Article:
Unlike the Modernists who were eager to replace the historic city centres, Cook proposed to build a linear grid structure around the existing city which would stretch from London across the Channel allowing for the “plugging in” of various disposable capsules to create accommodation wherever desired along the grid. This, he claimed, would allow the individual to take ownership of the city and to change it as would be convenient for the individual at the time. Cities, therefore, would no longer be static but would be ever changing depending on the needs of the individual rather than society.

Though attention was paid to the futuristic transport necessary to cover the great distances of the structural grid, including a monorail system and even hovercrafts, no mention was given regarding how this new city would receive the vast amounts of energy required to operate such a technologically sophisticated system nor where and how the capsules would be produced or what would happen to the waste, including that of the “disposable architecture” generated by such a throw-away society.

And what would be the social, psychological, and cultural impact of living within a disposable city? Not all of the Radicals were seduced by this futuristic disposable dream. In the late 1960s and early ’70s the Italian Superstudio led by Adolfo Natalini, illustrated the banality of such a superstructure and the apocalyptic landscape created as a result of a society’s over-mechanisation and overconsumption, in a series of critical collages entitled the Continuous Monument and Fundamental Acts: Life, Supersurface. With the impending energy crisis, the Florentine group’s dystopian vision of a world dependent on technology seemed only too prophetic.

Currently the United Arab Emirates, which per capita is amongst the world’s leaders of greenhouse gas emitters, has seen one of the highest rates of urban development in the past decade. Backlash against the energy guzzling “glass boxes” and car-dominated urban structure of Dubai has led many to question the feasibility of building a sustainable city in the desert. However, the Arab peninsula has historically implemented highly sophisticated passive climatic control systems incorporating wind towers, air circulation through convection, thermal mass to control heat gain and loss, exploitation of cooling northern winds, cooling water features, elaborate shading devices, the orientation of streets to control wind movement and closely knit urban fabric to shade narrow streets.

Today a new self-sustainable, car-free development to house 50,000 residents is underway in the Arab desert. Designed as an anti-Dubai by Foster + Partners, upon completion in 2018 Masdar City will be the first “zero carbon and waste free” urban centre in the world. Unlike the Functional City and the Plug- In City, Masdar will not rely on private transportation but rather pedestrian and public transport as cars will be banned eliminating a major source of fossil-fuel dependency.

Requirements:
• 1. In the piece on visionary city designs, why would cities under Cook's proposal no longer be static? Answer in one to three sentences.
• 2. How many residents is the car-free development in the piece on visionary city designs meant to house?
• 3. Pick up the piece on visionary city designs from its last sentence and keep writing.
The records come from a separate source.

Supplied material:
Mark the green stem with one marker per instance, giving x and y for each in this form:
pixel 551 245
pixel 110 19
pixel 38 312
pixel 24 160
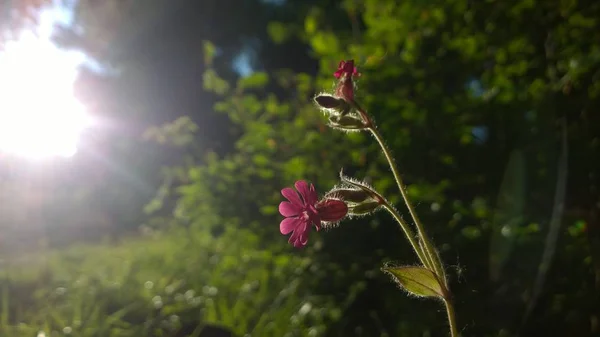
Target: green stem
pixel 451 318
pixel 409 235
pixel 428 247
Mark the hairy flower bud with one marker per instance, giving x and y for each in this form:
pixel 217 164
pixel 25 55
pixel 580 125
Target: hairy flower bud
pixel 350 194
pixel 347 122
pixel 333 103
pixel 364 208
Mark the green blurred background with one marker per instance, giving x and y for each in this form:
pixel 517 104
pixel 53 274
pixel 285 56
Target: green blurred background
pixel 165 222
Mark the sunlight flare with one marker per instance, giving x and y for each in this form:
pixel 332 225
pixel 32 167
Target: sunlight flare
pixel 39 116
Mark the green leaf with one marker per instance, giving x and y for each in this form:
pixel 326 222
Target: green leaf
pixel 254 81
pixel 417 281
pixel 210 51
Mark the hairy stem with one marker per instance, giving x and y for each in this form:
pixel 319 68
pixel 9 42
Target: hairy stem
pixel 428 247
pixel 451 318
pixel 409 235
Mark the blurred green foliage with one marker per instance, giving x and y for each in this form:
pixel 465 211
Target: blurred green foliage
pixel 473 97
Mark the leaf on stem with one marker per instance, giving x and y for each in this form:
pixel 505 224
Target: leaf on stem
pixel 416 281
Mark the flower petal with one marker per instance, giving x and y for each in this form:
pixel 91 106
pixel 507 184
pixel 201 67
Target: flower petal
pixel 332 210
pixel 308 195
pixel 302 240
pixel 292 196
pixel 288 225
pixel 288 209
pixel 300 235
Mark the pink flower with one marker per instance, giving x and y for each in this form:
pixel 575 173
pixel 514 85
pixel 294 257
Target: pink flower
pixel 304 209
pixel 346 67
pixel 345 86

The replies:
• 1. Cook's grid would let disposable capsules be plugged in wherever accommodation was wanted, so each individual could take ownership of the city and change it as suited them at the time. The city would keep changing with the needs of the individual rather than those of society.

• 2. 50,000 residents.

• 3.
Masdar, Arabic for source, was conceived as a high-density walled city in the Middle Eastern tradition characterised by narrow shaded streets, modern mashrabiya or intricate external wooden screens, and courtyard houses. By drawing from the site’s social, cultural, and most importantly climatic context and incorporating 21st century sustainability technology including photovoltaic panels, wind farms, and waste to energy plants, energy needs can be significantly reduced through holistic design while the remainder of energy required can be produced by the city itself.

For all of its integration of traditional passive and technologically modern climatic control devices, transportation, waste disposal and energy generation methods, by only providing housing for 50,000 Masdar does not address the world’s exponentially growing metropolitan populations. With urban sprawl a significant risk to our natural landscapes and resources, how can the density of cities be increased to allow for the influx of millions of inhabitants while maintaining vast areas of countryside? Eugene Tsui, author of the ‘Ultima Tower’, believes that he has the solution.

The Ultima Tower is a proposed “two-mile high, one-mile wide building” consisting of 120 levels intended to accommodate one million people. With a footprint the size of Beijing’s central business district and serviced by 144 lifts the Ultima Tower sounds as if it could have been dreamt up by Archigram. However, Tsui’s design addresses the energy and waste issues generated by such an intensely dense development relying as much on passive sustainability means as it does on the extravagant engineering feats required to construct such a structure.

Although tower cities as a solution to urban sprawl has been a fascination for architects for the past century including Frank Lloyd Wright’s Mile High Illinois tower in 1956, few had considered the possibility of incorporating passive means of climate control. With the ‘Ultima Tower’ natural ventilation would be achieved through the utilisation of operable windows specially designed to withstand the extreme winds at such high altitudes, daylight would be distributed throughout the extremely deep floor plates by a reflective mirrored core, and the tower’s cooling system would draw lake water throughout the building. However, while there may be the possibility to build such a structure, what would be the long-lasting sociological and psychological effects of vertical urban living?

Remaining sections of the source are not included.